START

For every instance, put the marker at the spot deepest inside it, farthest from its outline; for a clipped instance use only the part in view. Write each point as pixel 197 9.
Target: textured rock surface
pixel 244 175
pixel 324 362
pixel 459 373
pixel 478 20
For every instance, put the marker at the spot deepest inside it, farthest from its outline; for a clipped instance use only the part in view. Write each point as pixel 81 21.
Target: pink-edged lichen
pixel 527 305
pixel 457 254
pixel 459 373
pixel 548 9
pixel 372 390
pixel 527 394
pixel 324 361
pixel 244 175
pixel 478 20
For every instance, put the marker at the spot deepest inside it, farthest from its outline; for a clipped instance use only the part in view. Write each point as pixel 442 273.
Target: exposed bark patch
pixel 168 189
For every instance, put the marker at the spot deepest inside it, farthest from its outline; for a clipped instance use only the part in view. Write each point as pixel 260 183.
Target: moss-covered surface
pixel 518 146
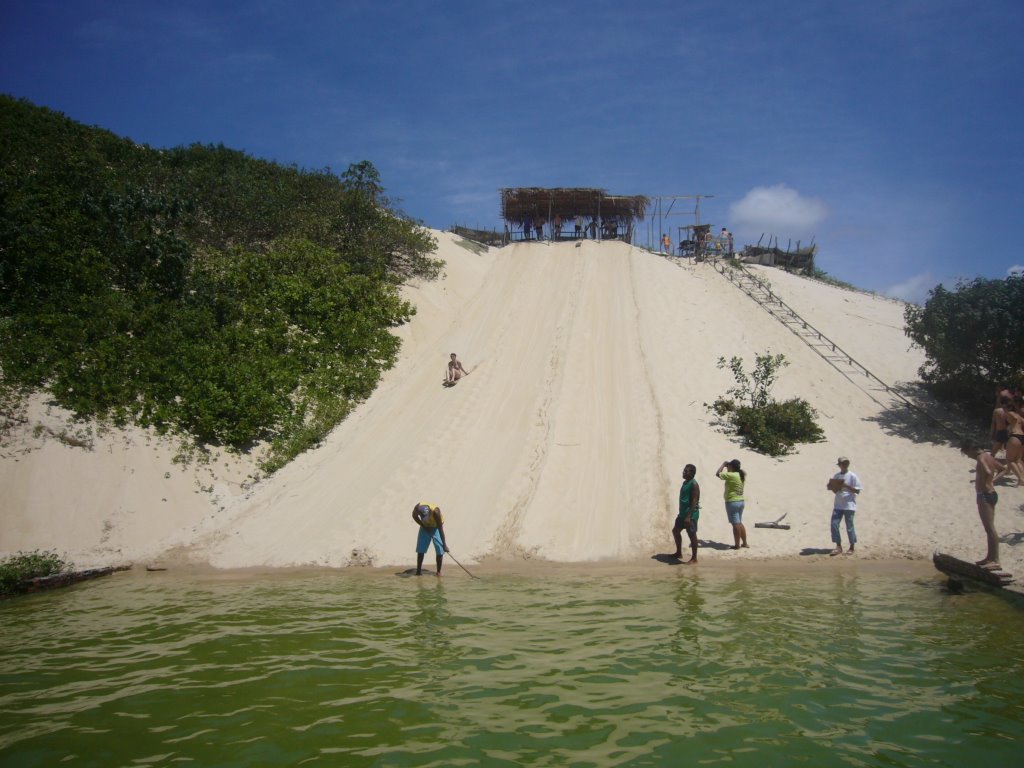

END

## [TASK DESCRIPTION]
Rewrite all the records above with "marker" changed to "dot" and everything else left as it is. Omit the pictures.

## [RESULT OF THIS TASK]
For every instance, put the dot at the spot deepest inside it, farthest from its outline; for a clipped instance use only the part in view. Write each point as pixel 197 9.
Target: textured rock surface
pixel 244 175
pixel 324 362
pixel 459 373
pixel 478 20
For every instance, put the dot at the spot deepest inside it, farthest from its outline; for a clipped instance use only the part in view. Write each point as pixel 81 21.
Target: pink-edged lichen
pixel 527 305
pixel 457 254
pixel 459 373
pixel 548 9
pixel 372 390
pixel 527 394
pixel 324 361
pixel 244 175
pixel 478 20
For every instance, put the dot at the spot deepest inside it, farthest from its outline; for a clipped instance use only the part in view. Write each point as pixel 442 273.
Target: exposed bark patch
pixel 168 189
For every instance, put the dot at the spot deepest inside it, farthest from its outline; for a clipped instance use only the part in view. Write each point as pixel 260 183.
Target: moss-covered surface
pixel 518 146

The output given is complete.